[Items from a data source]
^^^^^^^^
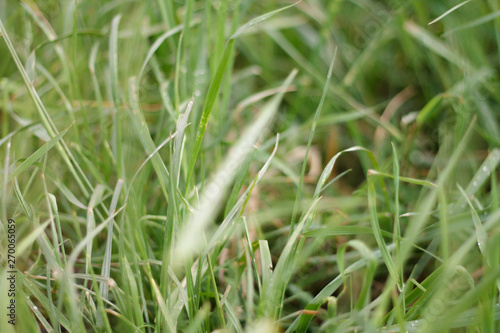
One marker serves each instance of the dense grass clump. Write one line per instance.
(251, 166)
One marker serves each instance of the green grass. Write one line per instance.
(244, 166)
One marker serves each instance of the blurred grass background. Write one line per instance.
(152, 194)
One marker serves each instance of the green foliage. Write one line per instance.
(251, 166)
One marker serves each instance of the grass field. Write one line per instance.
(250, 166)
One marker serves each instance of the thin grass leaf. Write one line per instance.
(449, 11)
(309, 142)
(215, 86)
(215, 190)
(38, 154)
(482, 237)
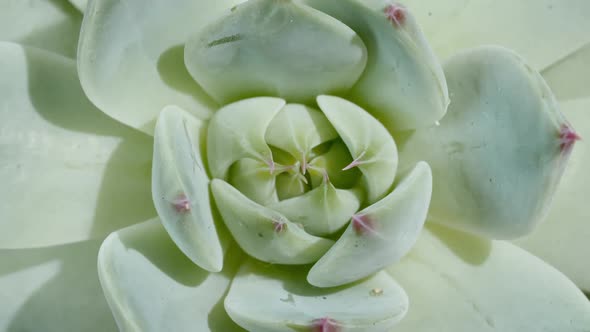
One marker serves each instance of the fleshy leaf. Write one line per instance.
(569, 77)
(467, 284)
(79, 4)
(379, 235)
(291, 184)
(370, 144)
(297, 129)
(253, 179)
(151, 286)
(267, 298)
(49, 25)
(403, 84)
(321, 211)
(53, 289)
(68, 172)
(237, 131)
(456, 25)
(332, 163)
(263, 233)
(498, 154)
(130, 57)
(562, 240)
(180, 188)
(277, 48)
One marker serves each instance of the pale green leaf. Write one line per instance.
(370, 145)
(461, 283)
(403, 84)
(68, 172)
(298, 129)
(151, 286)
(253, 179)
(53, 289)
(49, 25)
(498, 154)
(130, 57)
(180, 188)
(379, 235)
(263, 233)
(569, 78)
(237, 131)
(518, 25)
(276, 48)
(269, 298)
(321, 211)
(562, 240)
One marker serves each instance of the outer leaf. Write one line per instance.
(237, 131)
(403, 84)
(49, 25)
(151, 286)
(322, 211)
(562, 240)
(68, 172)
(466, 284)
(369, 143)
(53, 289)
(276, 48)
(569, 77)
(464, 24)
(263, 233)
(379, 235)
(500, 150)
(267, 298)
(180, 188)
(130, 57)
(253, 179)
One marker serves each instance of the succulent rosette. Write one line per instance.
(313, 166)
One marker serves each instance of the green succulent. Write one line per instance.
(314, 167)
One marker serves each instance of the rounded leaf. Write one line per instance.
^^^^^^^^
TASK TO CARRY OUT: Write the records above out again exactly, with no pictures in your copy.

ANSWER:
One marker serves each instance of the dense grass clump. Write one line per instance.
(251, 166)
One marker serves each instance of the green grass. Write one line per instance.
(244, 166)
One marker serves each instance of the blurred grass background. Write one line per instance.
(152, 194)
One marker serves each instance of the green foliage. Write one line per instance.
(251, 166)
One marker serves each instance of the grass field. Write one line per instance.
(250, 166)
One marker serves each instance of the thin grass leaf. Write one line per instance.
(449, 11)
(309, 142)
(215, 86)
(215, 190)
(38, 154)
(482, 237)
One marker serves each instance of the fleshy leaf. Write one line per instance.
(569, 77)
(467, 284)
(79, 4)
(379, 235)
(291, 184)
(370, 144)
(297, 129)
(253, 179)
(151, 286)
(267, 298)
(49, 25)
(403, 84)
(321, 211)
(53, 289)
(68, 172)
(237, 131)
(456, 25)
(332, 163)
(263, 233)
(498, 154)
(130, 57)
(562, 240)
(180, 188)
(277, 48)
One marker serves each instance of the pale green leaf. Write one line per instance.
(370, 145)
(461, 283)
(403, 84)
(68, 172)
(298, 129)
(151, 286)
(253, 179)
(53, 289)
(49, 25)
(498, 154)
(130, 57)
(180, 188)
(379, 235)
(263, 233)
(569, 78)
(237, 131)
(518, 25)
(276, 48)
(269, 298)
(321, 211)
(562, 240)
One marker serves each instance of the outer leaf. Write one line per instance.
(237, 131)
(403, 84)
(49, 25)
(151, 286)
(322, 211)
(562, 240)
(68, 172)
(466, 284)
(369, 143)
(53, 289)
(276, 48)
(569, 77)
(464, 24)
(263, 233)
(379, 235)
(500, 150)
(267, 298)
(180, 188)
(130, 57)
(253, 179)
One marker serves each instance of the succulent rosette. Write one line per instance.
(313, 166)
One marker serves each instance of the green succulent. Write one line per instance.
(314, 167)
One marker serves each instance of the rounded leaf. Write one line per instance.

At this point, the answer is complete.